§ Data for processing:
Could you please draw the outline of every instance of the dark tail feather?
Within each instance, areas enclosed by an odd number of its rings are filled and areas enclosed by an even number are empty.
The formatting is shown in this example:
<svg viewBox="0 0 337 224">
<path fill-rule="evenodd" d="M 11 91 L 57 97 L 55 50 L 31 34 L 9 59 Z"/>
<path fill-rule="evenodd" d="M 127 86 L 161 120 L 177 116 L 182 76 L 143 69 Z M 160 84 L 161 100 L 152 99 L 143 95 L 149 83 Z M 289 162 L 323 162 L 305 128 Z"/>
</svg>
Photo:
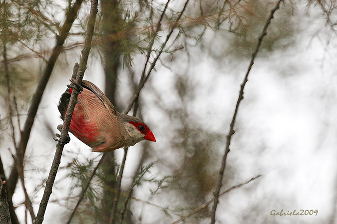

§ Written problem: Gather every line of the material above that contains the string "evenodd", treating uppercase and lowercase letters as different.

§ Answer in full:
<path fill-rule="evenodd" d="M 11 91 L 57 97 L 55 50 L 31 34 L 9 59 Z"/>
<path fill-rule="evenodd" d="M 127 86 L 161 120 L 177 116 L 182 76 L 143 69 Z M 160 84 L 161 100 L 152 99 L 143 95 L 149 83 Z M 289 162 L 323 162 L 305 128 Z"/>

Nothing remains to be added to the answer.